### EXERCISES
a - In the news article, how many of the 12 households on Wenning's street have a deployed service member?
b - Quote the news article word for word. Start at the words "On her street" and stop after "sorts at home.".

### DOCUMENT EXCERPT
>>

Petty Officer 2nd Class Heather Canett, leading petty officer at Naval Hospital Camp Pendleton's Mental Health Department, confirmed a surge in military dependent appointments since January, when troops started shipping out en masse. The department charted an increase of 100 appointments per month, she said.

Part of Levaut's problem is her background, including knowledge of the horrors of chemical and biological weapons.
"I know too much," she said. "I wish I'd never been to the Marine Corps Command and Staff or Naval Warfare College."

Conversely, she knew too little when word came on the TV news that a major from 5th Marine Regiment had been killed in battle. She said it took four days to find out who. Meantime, she did the math and just about lost control at the prospect her loved one might be dead.

"On two hands - those are all the majors they've got. It was hard," she said.

Even when there's no grim news, your mind speculates about his fate, she said.

"Your so used to picking up the telephone or reaching him on the cell," she said. "Then, all of the sudden, he just drops into a dark hole."

And you can't support him much.

"There's nothing I can do to help him - maybe send him (towelettes) or Tic Tacs," Wenning said.

Fortunately, support comes from close-knit groups like this one or the Key Volunteers. And some "super moms" really help to hold things together.

On her street in O'Neill Heights Housing, Wenning says the man of the house is nowhere to be found. Out of 12 households, nine service members are deployed. But select wives pick up the slack for all the geographically single parents, she said.

And those wives are pitching in even though they're swamped themselves, she said. Armed only with minivans and intestinal fortitude, they're winning - and helping other families win - their own war of sorts at home.

<<

(Region pointing data)
>>

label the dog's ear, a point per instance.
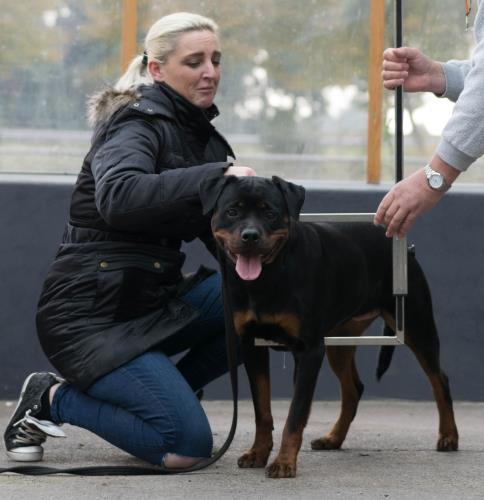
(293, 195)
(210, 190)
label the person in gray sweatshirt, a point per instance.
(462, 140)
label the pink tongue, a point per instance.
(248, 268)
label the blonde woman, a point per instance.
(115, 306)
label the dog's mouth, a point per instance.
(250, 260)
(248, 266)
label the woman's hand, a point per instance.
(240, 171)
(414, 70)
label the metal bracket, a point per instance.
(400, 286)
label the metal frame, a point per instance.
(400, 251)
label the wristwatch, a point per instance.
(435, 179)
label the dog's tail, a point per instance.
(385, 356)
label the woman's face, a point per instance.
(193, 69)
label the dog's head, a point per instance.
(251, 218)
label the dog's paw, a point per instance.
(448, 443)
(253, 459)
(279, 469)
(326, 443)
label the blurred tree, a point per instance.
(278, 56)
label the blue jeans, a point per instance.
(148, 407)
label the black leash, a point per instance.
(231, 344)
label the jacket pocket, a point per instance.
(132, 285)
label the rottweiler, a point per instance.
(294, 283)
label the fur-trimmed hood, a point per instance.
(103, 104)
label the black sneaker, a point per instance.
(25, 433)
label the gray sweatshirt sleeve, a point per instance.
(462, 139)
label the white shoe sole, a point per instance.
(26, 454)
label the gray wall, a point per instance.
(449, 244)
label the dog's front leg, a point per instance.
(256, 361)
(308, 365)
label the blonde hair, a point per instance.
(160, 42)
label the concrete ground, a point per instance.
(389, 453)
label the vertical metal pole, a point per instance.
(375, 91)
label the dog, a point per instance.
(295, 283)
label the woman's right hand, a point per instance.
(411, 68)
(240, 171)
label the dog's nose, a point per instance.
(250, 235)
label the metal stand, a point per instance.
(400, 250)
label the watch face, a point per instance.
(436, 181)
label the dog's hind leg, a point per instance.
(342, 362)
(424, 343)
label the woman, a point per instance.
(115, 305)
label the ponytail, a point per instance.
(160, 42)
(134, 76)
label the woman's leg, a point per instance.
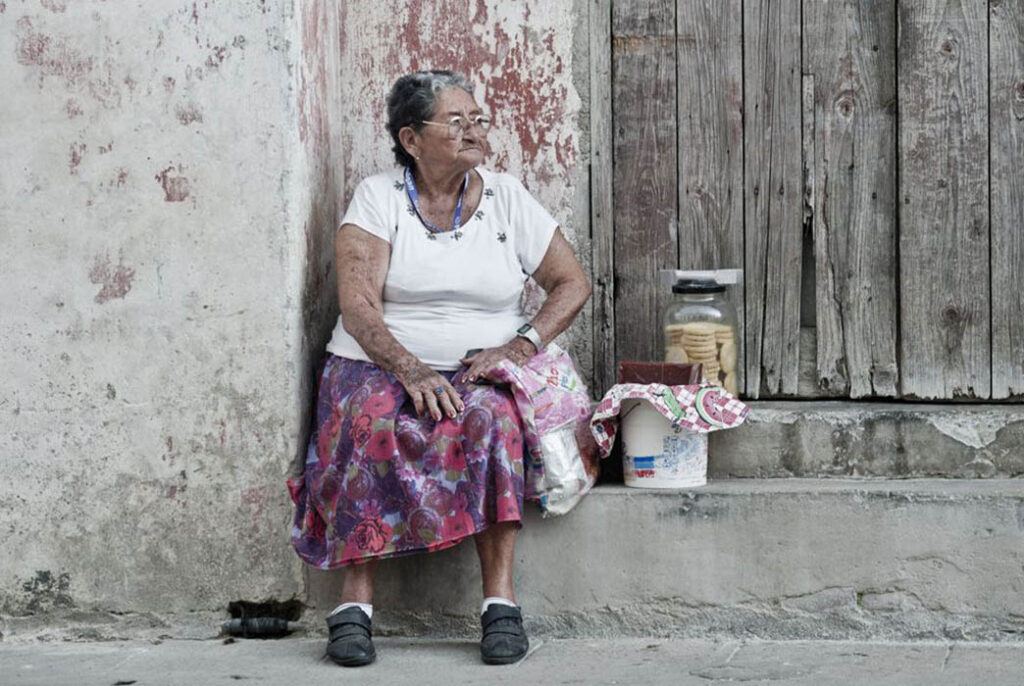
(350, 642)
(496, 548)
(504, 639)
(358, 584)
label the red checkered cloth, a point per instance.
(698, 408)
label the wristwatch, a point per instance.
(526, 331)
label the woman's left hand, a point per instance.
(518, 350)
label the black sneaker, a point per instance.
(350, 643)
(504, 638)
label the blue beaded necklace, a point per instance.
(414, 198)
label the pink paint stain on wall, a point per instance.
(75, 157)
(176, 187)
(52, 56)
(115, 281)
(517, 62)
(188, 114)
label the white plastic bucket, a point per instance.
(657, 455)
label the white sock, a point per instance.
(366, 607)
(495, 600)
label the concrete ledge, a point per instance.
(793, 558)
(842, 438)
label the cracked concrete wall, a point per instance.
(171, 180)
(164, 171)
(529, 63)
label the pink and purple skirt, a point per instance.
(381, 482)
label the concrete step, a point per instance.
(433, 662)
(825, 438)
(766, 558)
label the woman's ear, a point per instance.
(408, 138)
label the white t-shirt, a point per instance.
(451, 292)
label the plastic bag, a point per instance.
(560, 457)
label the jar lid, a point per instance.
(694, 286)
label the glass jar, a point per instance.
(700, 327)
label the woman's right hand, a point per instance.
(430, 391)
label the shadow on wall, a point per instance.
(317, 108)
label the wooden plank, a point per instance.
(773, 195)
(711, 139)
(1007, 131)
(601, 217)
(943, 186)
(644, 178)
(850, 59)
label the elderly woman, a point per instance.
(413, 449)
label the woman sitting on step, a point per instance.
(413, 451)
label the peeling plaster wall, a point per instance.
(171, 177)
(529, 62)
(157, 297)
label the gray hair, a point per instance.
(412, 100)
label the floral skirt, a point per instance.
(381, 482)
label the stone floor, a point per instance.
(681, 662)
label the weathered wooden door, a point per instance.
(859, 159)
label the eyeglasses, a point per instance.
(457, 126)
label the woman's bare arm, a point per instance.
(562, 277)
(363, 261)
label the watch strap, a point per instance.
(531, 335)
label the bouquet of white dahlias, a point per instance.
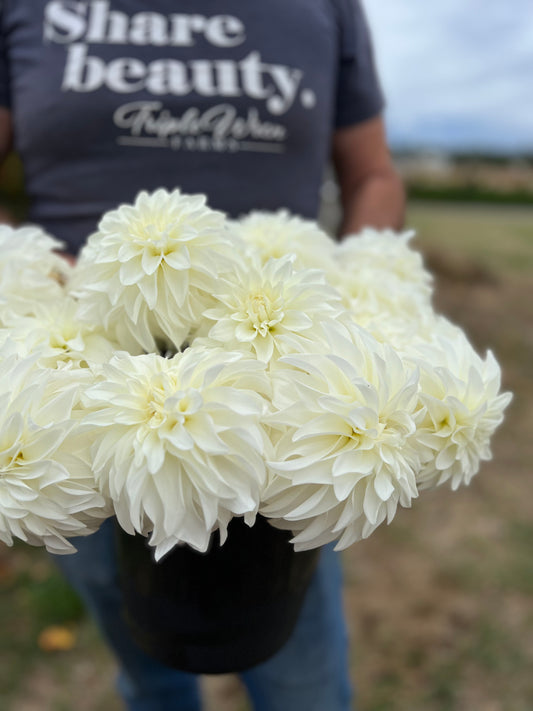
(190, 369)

<<
>>

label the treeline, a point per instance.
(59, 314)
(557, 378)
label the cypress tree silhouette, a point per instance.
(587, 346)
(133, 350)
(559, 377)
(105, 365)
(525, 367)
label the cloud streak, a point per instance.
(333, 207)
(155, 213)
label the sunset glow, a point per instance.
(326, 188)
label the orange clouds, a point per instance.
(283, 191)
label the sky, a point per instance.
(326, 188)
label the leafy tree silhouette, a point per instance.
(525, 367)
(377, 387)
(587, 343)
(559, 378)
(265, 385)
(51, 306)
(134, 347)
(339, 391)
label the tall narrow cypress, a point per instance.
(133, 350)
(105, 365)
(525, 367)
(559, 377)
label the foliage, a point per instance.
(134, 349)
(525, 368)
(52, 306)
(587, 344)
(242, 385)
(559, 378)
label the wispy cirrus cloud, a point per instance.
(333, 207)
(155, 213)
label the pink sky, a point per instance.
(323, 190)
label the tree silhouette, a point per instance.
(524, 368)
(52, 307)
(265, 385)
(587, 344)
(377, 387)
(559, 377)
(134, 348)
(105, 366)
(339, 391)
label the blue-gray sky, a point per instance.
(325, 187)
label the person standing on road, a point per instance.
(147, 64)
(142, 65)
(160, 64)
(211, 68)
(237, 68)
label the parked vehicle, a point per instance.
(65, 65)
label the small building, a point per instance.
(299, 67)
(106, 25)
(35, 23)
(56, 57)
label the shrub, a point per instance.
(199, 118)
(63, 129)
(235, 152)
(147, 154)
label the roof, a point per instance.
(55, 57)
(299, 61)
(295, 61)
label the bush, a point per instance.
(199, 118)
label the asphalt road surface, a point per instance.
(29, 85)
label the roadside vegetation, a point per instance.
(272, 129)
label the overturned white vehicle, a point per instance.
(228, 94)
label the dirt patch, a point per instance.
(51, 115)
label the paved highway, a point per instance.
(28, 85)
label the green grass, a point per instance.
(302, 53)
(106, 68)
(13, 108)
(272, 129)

<<

### OUTPUTS FOR THE TASKS
a - Nine of the 12 households have a deployed service member.

b -
On her street in O'Neill Heights Housing, Wenning says the man of the house is nowhere to be found. Out of 12 households, nine service members are deployed. But select wives pick up the slack for all the geographically single parents, she said.

And those wives are pitching in even though they're swamped themselves, she said. Armed only with minivans and intestinal fortitude, they're winning - and helping other families win - their own war of sorts at home.